Tuesday, April 11, 2017

Want to See Climate Change? Go to Your Grocery Store, Produce Aisle.



Even in Canada, California supplies a good bit of our fruits and vegetables, especially in the off season.

We feared for supply - and cost - while California farmers endured six years of severe drought. You may have heard that California's drought has recently been declared over, the result of torrential winter rains that hit the state this year.

About those rains. They are directly linked to climate change and in more than one way. Now we're getting an object lesson that too much rain can be almost as bad as none at all when it comes to the food supply.

January's monster storms and flooding in California inundated farmlands up and down the state, dealing a blow to crops of vegetables, citrus and nuts.

While the series of tropical storms benefited some drought-stricken areas of the state, the heavy rains brought flooding to vineyards in Northern California and harvest delays further south for vegetable growers. Some citrus and nut growers were hurt too, including the loss of trees during strong winds.

"For many of our farmers, it's difficult to get in to plant or they have crops in the ground that are hard to harvest because the fields are muddy," said Tom Nassif, president and CEO of Western Growers, a California-based trade group representing farmers and their workers who grow about half of the nation's fresh fruits, vegetables and tree nuts.


Here in Canada, the California deluge is reflected in soaring prices for lettuce and other leafy green produce if you can find them at all.
- - - - - - -
• Problem set:
**1)** Summarize the blog post on California's winter rains and the food supply in two sentences.
**2)** Pick up the blog post on California's winter rains and the food supply after its final sentence and extend it.

• Recorded data:
- - - - - - -
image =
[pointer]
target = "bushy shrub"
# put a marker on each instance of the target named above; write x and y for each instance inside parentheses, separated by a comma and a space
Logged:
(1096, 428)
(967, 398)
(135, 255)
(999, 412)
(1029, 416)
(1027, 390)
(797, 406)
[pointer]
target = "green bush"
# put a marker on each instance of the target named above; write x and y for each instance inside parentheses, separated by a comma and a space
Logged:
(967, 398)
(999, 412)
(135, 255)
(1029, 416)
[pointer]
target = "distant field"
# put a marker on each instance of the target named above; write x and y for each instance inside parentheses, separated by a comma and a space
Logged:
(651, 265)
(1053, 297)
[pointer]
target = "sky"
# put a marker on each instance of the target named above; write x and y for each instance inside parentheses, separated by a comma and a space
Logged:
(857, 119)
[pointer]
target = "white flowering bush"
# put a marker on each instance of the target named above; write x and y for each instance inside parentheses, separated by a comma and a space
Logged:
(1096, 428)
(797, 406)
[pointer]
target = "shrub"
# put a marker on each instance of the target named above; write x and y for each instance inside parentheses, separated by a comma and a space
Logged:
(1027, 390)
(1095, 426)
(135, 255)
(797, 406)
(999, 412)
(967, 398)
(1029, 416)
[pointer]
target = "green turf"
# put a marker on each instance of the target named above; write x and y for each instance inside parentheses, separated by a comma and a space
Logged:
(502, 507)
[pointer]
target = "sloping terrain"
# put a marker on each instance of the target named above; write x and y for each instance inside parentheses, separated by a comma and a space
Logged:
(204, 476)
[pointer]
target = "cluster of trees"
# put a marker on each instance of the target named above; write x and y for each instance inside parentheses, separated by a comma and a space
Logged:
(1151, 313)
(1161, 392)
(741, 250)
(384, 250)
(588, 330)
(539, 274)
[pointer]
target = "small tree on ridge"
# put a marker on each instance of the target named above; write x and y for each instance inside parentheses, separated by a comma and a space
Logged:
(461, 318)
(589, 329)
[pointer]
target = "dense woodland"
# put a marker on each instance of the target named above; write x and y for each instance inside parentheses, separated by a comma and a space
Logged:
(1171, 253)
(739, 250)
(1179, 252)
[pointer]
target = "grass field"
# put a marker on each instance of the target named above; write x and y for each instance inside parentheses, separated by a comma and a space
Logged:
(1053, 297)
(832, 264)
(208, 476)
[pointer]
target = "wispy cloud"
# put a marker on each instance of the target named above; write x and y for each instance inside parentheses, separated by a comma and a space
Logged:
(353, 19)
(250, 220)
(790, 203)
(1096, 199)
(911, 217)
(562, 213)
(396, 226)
- - - - - - -
• Replies:
**1)** After six years of severe drought, California was hit by torrential winter rains, which the post links directly to climate change, and January's storms and flooding damaged vegetable, citrus and nut crops across the state. Muddy fields have made planting and harvesting difficult, and in Canada prices for lettuce and other leafy greens are soaring.

**2)**
It reminds me of an account I read a few years ago about a semi-nomadic herdsman, a pastoralist, in the sub-Saharan Sahel of Africa. Many generations of his family had made their living in that ancient way. Then, in the span of just two years, that all came to an end. Flash floods claimed half his herd the first year. Severe and sustained drought took the remainder the following year. The herdsman was left with no option but to gather up his family, leave the land, and to try to eke out some subsistence living in the city.

2 comments:

  1. Remember "victory gardens?"

    I judge governments of all sizes on a couple of factors that most people ignore: how well they maintain infrastructure and how well they feed their population. As to the latter, how well prepared are the powers that be for a meltdown in the corporate food chain? Things can go wrong, break down, fall apart. For example, where I live the area was almost 100% food self sufficient up until the 1950's. Citrus fruits had to be imported and fish brought up from the coast but everything else grew here. Zucca melons were a major part of the diet. Today, we can only supply about 5% of the diet. The corporate food chain dominates almost completely. Global warming may send a terrible shock through here.

    I'm starting a back yard garden.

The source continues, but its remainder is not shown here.